▶ [Direction]
Turn the records below into a Markdown table with the columns Row and Text, where Row numbers each line and Text holds the line itself. Leave out any blank lines.

▶ [Given data]
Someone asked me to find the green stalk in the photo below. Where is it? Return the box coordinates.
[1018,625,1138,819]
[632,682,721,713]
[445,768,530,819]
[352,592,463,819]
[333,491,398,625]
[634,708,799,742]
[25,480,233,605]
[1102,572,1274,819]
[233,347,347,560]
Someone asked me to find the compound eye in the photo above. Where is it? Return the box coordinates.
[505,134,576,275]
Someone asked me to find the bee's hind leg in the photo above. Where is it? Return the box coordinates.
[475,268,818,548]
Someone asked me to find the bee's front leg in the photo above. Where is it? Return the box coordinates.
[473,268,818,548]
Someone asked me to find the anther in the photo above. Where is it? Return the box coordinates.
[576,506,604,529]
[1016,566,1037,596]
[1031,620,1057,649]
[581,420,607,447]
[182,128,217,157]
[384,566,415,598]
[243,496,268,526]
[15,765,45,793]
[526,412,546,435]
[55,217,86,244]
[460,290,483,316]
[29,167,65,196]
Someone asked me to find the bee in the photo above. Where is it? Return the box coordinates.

▶ [Task result]
| Row | Text |
|---|---|
| 1 | Someone asked me to find the green stalk in the photo below. Where is it? Return the box coordinates. |
| 2 | [1018,625,1138,819] |
| 3 | [632,682,721,713] |
| 4 | [445,768,530,819] |
| 5 | [352,592,463,819] |
| 6 | [333,491,398,625] |
| 7 | [634,708,799,742] |
| 8 | [25,480,233,605] |
| 9 | [1102,572,1274,819] |
| 10 | [233,347,347,560] |
| 11 | Someone asked me to find the compound eye in the photo above. Where is it? Return the box coordinates. |
| 12 | [505,134,576,275] |
| 13 | Someone asked me to find the bee's hind leg in the photo above. Where is it? Return the box coordinates. |
| 14 | [475,268,818,548] |
| 15 | Someone asked me to find the bee's front leg in the photo above. Where is it? Return the box coordinates. |
| 16 | [473,268,818,548] |
| 17 | Someone asked me to find the anther in the photo above. Where is it? Return the box coordinates. |
| 18 | [576,506,604,529] |
| 19 | [1016,566,1037,596] |
| 20 | [1031,620,1057,649] |
| 21 | [581,420,607,447] |
| 22 | [182,128,217,157] |
| 23 | [384,566,415,598] |
| 24 | [243,496,268,526] |
| 25 | [15,765,45,793] |
| 26 | [526,412,546,435] |
| 27 | [55,217,86,244] |
| 28 | [460,290,483,316] |
| 29 | [29,167,65,196] |
| 30 | Someone asked me to find the bee in the photo above. Where is it? Return the box coordinates. |